> _WHAT THE TASK ASKS_: Find the line containing "of the draped", then output it and every line after it through the end of the listing below, exactly as written.

[Extracted records]

-.-.-

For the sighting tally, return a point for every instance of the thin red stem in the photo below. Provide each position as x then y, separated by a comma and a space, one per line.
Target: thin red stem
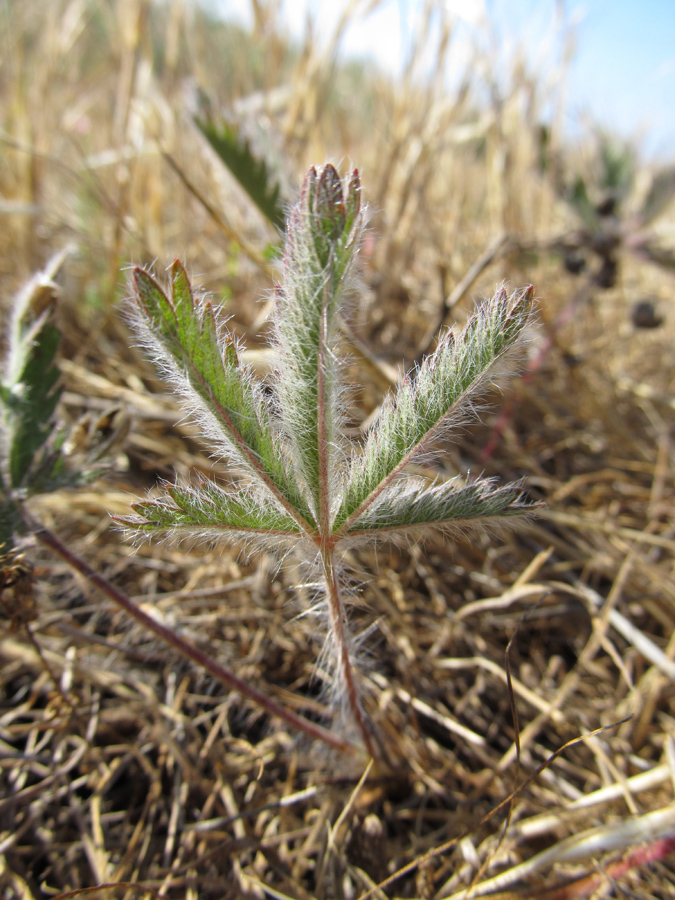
270, 706
338, 632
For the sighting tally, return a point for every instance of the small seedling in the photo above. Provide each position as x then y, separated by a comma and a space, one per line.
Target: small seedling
301, 485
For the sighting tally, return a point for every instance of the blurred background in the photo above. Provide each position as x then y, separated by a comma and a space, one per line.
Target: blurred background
523, 141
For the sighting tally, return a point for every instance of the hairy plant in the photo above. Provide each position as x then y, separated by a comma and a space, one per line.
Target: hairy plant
301, 485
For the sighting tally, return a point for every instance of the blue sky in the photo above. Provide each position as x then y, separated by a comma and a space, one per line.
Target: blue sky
622, 74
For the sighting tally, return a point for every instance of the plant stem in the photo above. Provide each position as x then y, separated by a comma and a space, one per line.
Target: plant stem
339, 636
312, 730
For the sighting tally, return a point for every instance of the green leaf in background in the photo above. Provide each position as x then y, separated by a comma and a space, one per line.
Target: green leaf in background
32, 401
250, 171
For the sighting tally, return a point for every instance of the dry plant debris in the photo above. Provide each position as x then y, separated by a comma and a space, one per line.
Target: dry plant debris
121, 764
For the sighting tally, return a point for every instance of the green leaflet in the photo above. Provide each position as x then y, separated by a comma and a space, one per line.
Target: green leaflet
208, 507
424, 406
186, 334
30, 403
440, 505
251, 172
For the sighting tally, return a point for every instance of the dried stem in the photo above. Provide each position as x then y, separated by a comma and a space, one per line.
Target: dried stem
312, 730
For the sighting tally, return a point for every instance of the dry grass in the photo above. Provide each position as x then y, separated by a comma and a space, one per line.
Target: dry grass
123, 765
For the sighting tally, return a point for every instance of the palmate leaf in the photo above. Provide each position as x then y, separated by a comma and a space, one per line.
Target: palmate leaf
209, 510
216, 388
424, 407
302, 486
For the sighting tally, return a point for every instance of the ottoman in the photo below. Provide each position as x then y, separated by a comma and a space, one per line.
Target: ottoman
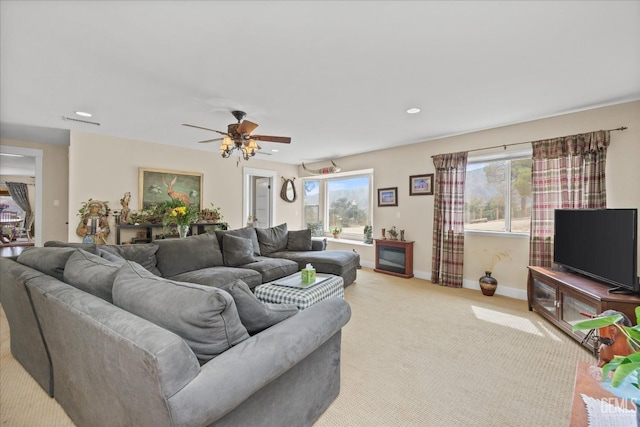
333, 286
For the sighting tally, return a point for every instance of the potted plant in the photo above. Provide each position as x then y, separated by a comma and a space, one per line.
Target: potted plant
626, 369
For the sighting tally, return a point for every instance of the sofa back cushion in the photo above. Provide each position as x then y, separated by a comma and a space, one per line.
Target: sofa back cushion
246, 232
50, 260
91, 273
237, 250
273, 239
177, 256
257, 316
143, 254
204, 316
299, 240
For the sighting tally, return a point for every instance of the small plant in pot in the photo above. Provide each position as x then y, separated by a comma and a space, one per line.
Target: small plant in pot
621, 374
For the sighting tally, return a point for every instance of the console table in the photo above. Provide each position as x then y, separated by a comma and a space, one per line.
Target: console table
144, 232
394, 257
564, 298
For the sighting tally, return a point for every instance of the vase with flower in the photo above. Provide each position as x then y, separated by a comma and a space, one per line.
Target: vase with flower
178, 213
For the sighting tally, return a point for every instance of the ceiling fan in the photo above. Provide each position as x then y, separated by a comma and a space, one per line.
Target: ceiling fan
238, 137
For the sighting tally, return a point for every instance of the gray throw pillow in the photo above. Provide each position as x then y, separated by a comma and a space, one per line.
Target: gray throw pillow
177, 256
91, 273
237, 250
257, 316
143, 254
204, 316
50, 260
273, 239
299, 240
246, 232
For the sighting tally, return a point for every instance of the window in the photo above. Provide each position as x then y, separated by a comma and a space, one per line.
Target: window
497, 195
338, 200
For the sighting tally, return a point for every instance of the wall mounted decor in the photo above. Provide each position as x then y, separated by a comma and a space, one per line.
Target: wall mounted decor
156, 186
288, 190
421, 185
331, 169
388, 196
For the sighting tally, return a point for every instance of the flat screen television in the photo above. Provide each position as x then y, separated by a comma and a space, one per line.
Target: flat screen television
599, 243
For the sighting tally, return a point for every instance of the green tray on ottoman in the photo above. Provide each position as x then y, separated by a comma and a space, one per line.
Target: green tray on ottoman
326, 286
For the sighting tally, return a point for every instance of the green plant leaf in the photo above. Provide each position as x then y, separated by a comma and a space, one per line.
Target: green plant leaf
596, 322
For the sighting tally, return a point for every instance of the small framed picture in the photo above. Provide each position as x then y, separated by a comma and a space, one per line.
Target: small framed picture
388, 196
421, 185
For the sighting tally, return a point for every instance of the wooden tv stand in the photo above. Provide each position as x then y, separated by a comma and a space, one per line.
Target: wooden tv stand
564, 298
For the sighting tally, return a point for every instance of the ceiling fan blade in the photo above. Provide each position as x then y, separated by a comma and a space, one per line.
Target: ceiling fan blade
282, 139
246, 127
200, 127
210, 140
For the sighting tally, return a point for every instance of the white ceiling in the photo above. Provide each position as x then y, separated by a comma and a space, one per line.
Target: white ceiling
336, 76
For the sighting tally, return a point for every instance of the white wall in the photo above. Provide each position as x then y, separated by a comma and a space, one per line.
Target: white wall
415, 213
104, 168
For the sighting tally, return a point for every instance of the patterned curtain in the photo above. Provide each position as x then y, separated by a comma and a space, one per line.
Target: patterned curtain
567, 173
20, 194
448, 219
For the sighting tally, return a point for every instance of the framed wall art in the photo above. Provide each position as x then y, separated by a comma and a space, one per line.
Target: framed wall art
388, 196
156, 186
421, 185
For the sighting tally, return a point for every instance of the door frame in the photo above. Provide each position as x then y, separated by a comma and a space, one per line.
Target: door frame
38, 154
248, 175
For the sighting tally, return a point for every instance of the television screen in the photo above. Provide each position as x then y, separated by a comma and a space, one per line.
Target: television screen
600, 243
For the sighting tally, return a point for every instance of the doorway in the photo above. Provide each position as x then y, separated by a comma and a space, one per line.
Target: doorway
37, 155
259, 196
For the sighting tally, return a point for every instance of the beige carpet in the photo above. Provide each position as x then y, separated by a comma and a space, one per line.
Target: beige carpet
414, 354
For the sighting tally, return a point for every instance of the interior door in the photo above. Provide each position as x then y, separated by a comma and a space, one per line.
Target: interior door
263, 202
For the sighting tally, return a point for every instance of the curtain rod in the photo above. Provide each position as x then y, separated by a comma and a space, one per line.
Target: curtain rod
621, 128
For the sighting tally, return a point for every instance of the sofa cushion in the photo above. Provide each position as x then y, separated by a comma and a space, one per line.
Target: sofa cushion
177, 256
237, 250
299, 240
205, 317
49, 260
219, 275
91, 273
271, 268
255, 315
246, 232
272, 239
143, 254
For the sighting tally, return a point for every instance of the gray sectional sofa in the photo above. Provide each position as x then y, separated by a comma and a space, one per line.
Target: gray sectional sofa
155, 335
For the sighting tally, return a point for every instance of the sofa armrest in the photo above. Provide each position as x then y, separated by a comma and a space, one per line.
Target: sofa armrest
231, 378
318, 245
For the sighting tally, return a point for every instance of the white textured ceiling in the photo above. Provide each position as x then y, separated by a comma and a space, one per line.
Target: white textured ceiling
335, 76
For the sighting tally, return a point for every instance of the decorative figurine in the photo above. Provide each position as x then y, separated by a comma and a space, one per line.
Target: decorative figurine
393, 233
124, 202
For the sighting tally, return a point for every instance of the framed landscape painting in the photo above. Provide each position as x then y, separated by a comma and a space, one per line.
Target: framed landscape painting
388, 196
421, 185
156, 186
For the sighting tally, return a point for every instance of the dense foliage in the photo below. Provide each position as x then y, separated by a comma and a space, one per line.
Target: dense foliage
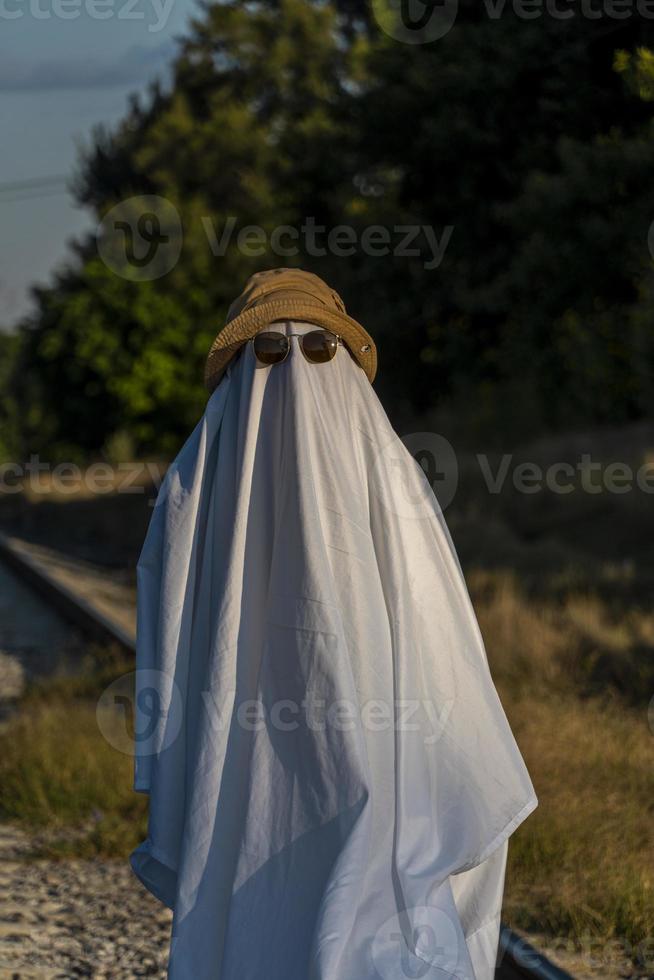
531, 140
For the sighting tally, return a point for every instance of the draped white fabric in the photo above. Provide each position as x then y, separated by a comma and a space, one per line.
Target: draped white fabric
332, 777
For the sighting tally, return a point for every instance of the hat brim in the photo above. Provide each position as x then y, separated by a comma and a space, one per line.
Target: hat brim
244, 326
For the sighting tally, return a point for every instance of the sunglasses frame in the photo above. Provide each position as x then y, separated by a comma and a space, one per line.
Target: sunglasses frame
339, 343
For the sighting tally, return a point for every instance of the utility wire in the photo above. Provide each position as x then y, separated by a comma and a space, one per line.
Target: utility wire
23, 190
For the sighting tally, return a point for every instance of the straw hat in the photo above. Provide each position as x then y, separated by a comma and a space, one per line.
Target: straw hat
286, 294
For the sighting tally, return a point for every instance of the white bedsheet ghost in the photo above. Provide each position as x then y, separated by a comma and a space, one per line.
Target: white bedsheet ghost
332, 777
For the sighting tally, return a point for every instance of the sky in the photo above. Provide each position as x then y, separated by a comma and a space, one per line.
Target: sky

-.-.-

> _TASK ANSWER_:
For the sighting tally, return a point for every instance of the draped white fabric in the photo above. Provide each position as x then y, separated by a comma and a space, one per line.
Target: draped white fabric
332, 777
For the sighting tally, return a point for every instance of the hat brim in the photo above. Provide each position as x then y, separated by a comma and a space, one per line.
Target: hat brim
244, 326
For the sighting tally, return a point for every instance of the sunglasses frame in the photo above. Provide each position as x then y, separated by a comma and a space, one per line.
Target: sunglasses frame
339, 343
For the sighting tally, return a point for every instance of the utility wire in the photo above. Provide each position as x then y, separated by a comma and a space, one per line.
Target: utility wire
23, 190
For the sighting tally, return a point for every instance of the straw hat in the photo above. Provide each position as x then y, separated by a comma and a space, one per line.
Target: straw hat
286, 294
For the sighting tally, return a point for every instance of the white bedsheet ghost in the photo above. Provide each position as x then y, separated by a comma and a space, one per line.
Target: white bedsheet ghost
332, 777
For the sighting tally, return a point for every instance of the sky in the photo above. Provide each position as x then y, separated by a comma and a space, one per line.
Target: sky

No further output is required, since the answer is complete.